**Data extract:**
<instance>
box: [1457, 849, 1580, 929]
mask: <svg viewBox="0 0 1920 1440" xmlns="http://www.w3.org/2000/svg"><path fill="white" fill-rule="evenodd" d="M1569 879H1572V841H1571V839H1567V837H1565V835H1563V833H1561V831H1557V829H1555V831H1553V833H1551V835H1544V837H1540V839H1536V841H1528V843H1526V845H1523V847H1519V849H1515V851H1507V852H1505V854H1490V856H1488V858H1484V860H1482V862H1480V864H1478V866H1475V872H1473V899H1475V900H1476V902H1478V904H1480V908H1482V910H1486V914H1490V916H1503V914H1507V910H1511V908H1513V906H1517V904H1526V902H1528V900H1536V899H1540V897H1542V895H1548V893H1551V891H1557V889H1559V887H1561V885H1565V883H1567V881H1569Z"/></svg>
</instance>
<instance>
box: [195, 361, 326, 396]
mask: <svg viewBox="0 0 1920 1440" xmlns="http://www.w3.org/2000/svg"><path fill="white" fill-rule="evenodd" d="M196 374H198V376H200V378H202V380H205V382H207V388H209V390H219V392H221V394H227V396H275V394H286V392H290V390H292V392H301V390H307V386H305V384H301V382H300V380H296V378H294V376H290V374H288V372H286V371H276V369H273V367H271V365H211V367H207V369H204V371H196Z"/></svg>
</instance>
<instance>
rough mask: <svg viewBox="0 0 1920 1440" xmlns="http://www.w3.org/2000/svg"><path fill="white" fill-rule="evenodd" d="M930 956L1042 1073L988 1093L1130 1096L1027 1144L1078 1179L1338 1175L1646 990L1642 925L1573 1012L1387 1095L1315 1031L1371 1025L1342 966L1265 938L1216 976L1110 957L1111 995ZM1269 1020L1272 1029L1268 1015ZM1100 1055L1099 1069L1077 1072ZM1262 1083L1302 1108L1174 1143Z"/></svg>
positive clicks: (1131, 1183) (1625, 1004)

**Work instructions:**
Copy out all of the items above verbatim, from the first line to the last.

**Response to the task:**
<instance>
box: [1457, 849, 1580, 929]
mask: <svg viewBox="0 0 1920 1440" xmlns="http://www.w3.org/2000/svg"><path fill="white" fill-rule="evenodd" d="M1569 879H1572V841H1571V839H1567V837H1565V835H1563V833H1561V831H1557V829H1555V831H1553V833H1551V835H1544V837H1540V839H1536V841H1528V843H1526V845H1523V847H1519V849H1515V851H1507V852H1505V854H1490V856H1488V858H1484V860H1482V862H1480V864H1478V866H1475V872H1473V899H1475V900H1476V902H1478V904H1480V908H1482V910H1486V914H1490V916H1503V914H1507V910H1511V908H1513V906H1517V904H1526V902H1528V900H1536V899H1540V897H1542V895H1548V893H1551V891H1557V889H1559V887H1561V885H1565V883H1567V881H1569Z"/></svg>
</instance>
<instance>
box: [195, 361, 326, 396]
mask: <svg viewBox="0 0 1920 1440" xmlns="http://www.w3.org/2000/svg"><path fill="white" fill-rule="evenodd" d="M196 374H198V376H200V378H202V380H205V382H207V388H209V390H219V392H221V394H227V396H275V394H286V392H290V390H292V392H301V390H307V386H305V384H301V382H300V380H296V378H294V376H290V374H288V372H286V371H276V369H273V367H271V365H211V367H207V369H204V371H196Z"/></svg>
</instance>
<instance>
rough mask: <svg viewBox="0 0 1920 1440" xmlns="http://www.w3.org/2000/svg"><path fill="white" fill-rule="evenodd" d="M930 956L1042 1073L988 1093L1130 1096L1027 1144L1078 1179L1338 1175L1646 990L1642 925L1573 1012L1387 1095L1315 1031L1371 1025L1342 966L1265 938L1216 976L1110 957L1111 995ZM1269 1020L1272 1029L1268 1015ZM1100 1055L1099 1069L1077 1072ZM1262 1083L1302 1108L1174 1143Z"/></svg>
positive clicks: (1131, 1183) (1625, 1004)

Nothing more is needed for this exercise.